# [What is needed]
Reproduce the records below with every "segment" changed to "outline" and nothing else altered.

● ● ● ●

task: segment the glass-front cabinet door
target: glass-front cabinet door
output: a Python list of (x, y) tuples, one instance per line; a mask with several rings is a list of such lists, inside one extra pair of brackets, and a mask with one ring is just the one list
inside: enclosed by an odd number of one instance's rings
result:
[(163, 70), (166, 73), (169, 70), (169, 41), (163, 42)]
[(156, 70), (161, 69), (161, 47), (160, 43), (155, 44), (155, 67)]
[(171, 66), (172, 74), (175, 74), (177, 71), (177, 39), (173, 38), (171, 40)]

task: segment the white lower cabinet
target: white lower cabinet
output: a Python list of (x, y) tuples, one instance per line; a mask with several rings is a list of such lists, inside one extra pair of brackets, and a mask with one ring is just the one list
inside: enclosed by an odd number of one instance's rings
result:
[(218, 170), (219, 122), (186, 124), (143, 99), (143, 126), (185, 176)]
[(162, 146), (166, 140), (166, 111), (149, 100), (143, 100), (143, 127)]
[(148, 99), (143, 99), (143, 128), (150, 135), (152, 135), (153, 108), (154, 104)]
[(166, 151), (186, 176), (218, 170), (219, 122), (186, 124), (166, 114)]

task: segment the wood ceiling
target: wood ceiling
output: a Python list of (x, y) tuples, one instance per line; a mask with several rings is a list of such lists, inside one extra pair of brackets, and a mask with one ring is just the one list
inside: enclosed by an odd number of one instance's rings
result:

● ● ● ●

# [Task response]
task: outline the glass-front cabinet door
target: glass-front cabinet door
output: a Python list of (x, y) tuples, one instance per line; a mask with several rings is a list of such lists, inside one extra pair of brackets, and a mask with one ring is just the one list
inside: enclosed by an odd number of one instance's rings
result:
[(163, 70), (166, 73), (169, 70), (169, 41), (163, 42)]
[(156, 70), (161, 69), (161, 47), (160, 43), (155, 44), (155, 67)]
[(171, 66), (172, 74), (175, 74), (177, 71), (177, 39), (173, 38), (171, 40)]

task: outline the white lower cabinet
target: white lower cabinet
output: a Python list of (x, y) tuples, one instance per line; a mask with several rings is a list of such lists, inside one extra pair of brackets, and a mask with one ring is just the one list
inside: enclosed by an odd number of one instance's rings
result:
[(218, 170), (219, 122), (186, 124), (143, 99), (143, 126), (185, 176)]
[(162, 146), (166, 140), (166, 111), (149, 100), (143, 100), (143, 127)]
[(148, 99), (143, 99), (143, 128), (150, 135), (152, 135), (153, 108), (154, 104)]
[(166, 151), (186, 176), (218, 170), (219, 122), (186, 124), (166, 114)]

task: outline the wood ceiling
target: wood ceiling
output: a Python list of (x, y) tuples, one instance per line; a mask with several rings is a list of such lists, inside one extra pair of brackets, and a mask with one ring is just the one list
inside: enclosed by an odd number of one instance's rings
result:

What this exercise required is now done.